§ **任务目标 A**
把下面这份清单的每一行照原样输出，一个字也别改。

§ **所给短文**
++++++++++

中华民族在其发展过程中积累了丰富的历史学成果,留下了珍贵的史学遗产,它们是中华各族创造自己的历史和共同创造中华历史的记录。学术界对中国民族史的研究不仅历史悠久,而且成就显著。与兴旺发达的中国民族史研究相比,少数民族史学史的研究则显得滞后。虽然历史上也有关于民族史学史的研究和撰述,但由于种种原因,仅是一些零散的、片断的研究和撰述,更谈不上形成专门学科[1]。1949年中华人民共和国建立以后,随着在唯物史观指导下的史学史研究的兴起和发展,民族史学史的研究亦有所开展。1984年撰写的多卷本《中国史学史·导论》中,白寿彝先生提出:“单就中国史学史来说,汉文史书浩如烟海,整理出来一条发展的线索,已经很不容易。国内的少数民族,如蒙古、维吾尔、藏族、傣族、白族等,也都有他们的史学,现在我们知道得还很少。把中国史学史写成一部多民族的中国史学史,需要一个长期的过程。……不写兄弟民族的史学史,中国史学史就不算完整。”[2]1985年第一次全国史学史座谈会上,白寿彝指出:“兄弟民族的史学史工程很大,内蒙古、新疆的研究工作有一定成绩,可彼此没有联系。西南也有一些,云南、贵州是多民族的地区,也要进行这项工作。我们史学史将来要发展成全民族的史学史,应该把少数民族史学史的研究工作作为一项重要科目加以提倡。”[3]他号召学术界从中国史学史研究和学科建设的高度,加强少数民族史学史的研究。白寿彝在其主编的多卷本《中国通史》之《导论》第一章《统一的多民族的历史》(1989)和《关于中国民族关系史上的几个问题》(2001)中,高屋建瓴地概述了中国历史上多民族史的撰述传统,提出了“各民族共同创造中国历史的理论、历史疆域理论、统一多民族国家形成和中国历史上民族关系的主流理论”,揭示出民族关系的本质—各民族共同创造中国历史、缔造中华文明,奠定了中国少数民族史学研究的理论基础。在主编的《中国回回民族史》中,白寿彝委托李松茂执笔撰《甲编序说》,“把过去研究回族史的成果,作一个总的论述,这实际上是浓缩了的回族史学史”[4],为少数民族史学史研究树立了榜样。

++++++++++

[数据集中的条目]
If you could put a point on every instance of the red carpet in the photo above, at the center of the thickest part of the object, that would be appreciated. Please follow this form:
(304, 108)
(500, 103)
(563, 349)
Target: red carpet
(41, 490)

++++++++++

§ **任务目标 B**
接着上面讲少数民族史学史研究的短文往下写，从最后一句之后续写下一部分。

§ **最终结果 A**
If you could put a point on every instance of the red carpet in the photo above, at the center of the thickest part of the object, that would be appreciated. Please follow this form:
(304, 108)
(500, 103)
(563, 349)
Target: red carpet
(41, 490)

§ **最终结果 B**
白寿彝的号召和示范得到历史学界和民族学界的积极响应。1989年,施丁在总结中华人民共和国40年史学史研究成果时指出:“对中国古今之史学,如不通,则称不得中国史学史。对中国各阶段之中各族之史学,如不通,则也称不得中国史学史。故我们对古代史学史要研究,对近代、当代的史学史也要研究;对汉族的史学史要研究,对蒙、藏、回等各族的史学史也要研究。”[5]2005年5月13日,罗贤佑在“中国民族史研究的回顾与前瞻”学术研讨会上呼吁,目前民族史研究的迫切任务是修撰一部中国少数民族史学史,以总结学科的发展,并对未来的研究加以指导[6]。北京师范大学瞿林东教授始终将白寿彝的号召作为自己的治学重点,所著《历史·现实·人生—史学的沉思》(1994)一书,对“民族史学与民族凝聚力”理论进行了阐释。其所著《中国史学史纲》[7],着重论述了“辽金史学的民族特色及其对多民族国家历史文化的认同”,并以数万字篇幅阐述了“多民族史学的进一步发展—元代史学”,开史学史著述新面。瞿林东2005年提出“中国少数民族史学研究”的基地重大项目建设课题,受到教育部的大力支持。2007年9月,其以北京师范大学史学理论与史学史研究中心名义牵头,在河北承德举办了“中国少数民族史学与历史学多学科研究方法”学术研讨会,编辑出版论文集《中国少数民族史学研究》[8],有力地推动了中国少数民族史学史的研究。瞿林东还率先垂范,发表了《白寿彝先生的学术思想和史学成就》(《史学理论与史学史学刊》2002年卷)、《少数民族史学的发展与多民族统一国家观念的形成》(《河北学刊》2007年第6期)、《中国少数民族史学发展的几个阶段》(《中国少数民族史学研究》,北京图书馆出版社,2008)、《略论魏晋隋唐间的少数民族史学》(《河北学刊》2008年第3、4期)、《断代史学与民族史学研究的新成果—〈辽金元史学研究〉序》(《廊坊师范学院学报》2009年第5 期)、《探索民族间的心灵沟通—深入研究中国历史上历史文化认同的传统》(《史学史研究》2010年第4期)、《略说撰写多民族历史传统的阶段性特征》(《史学理论与史学史学刊》2014年卷)等论文。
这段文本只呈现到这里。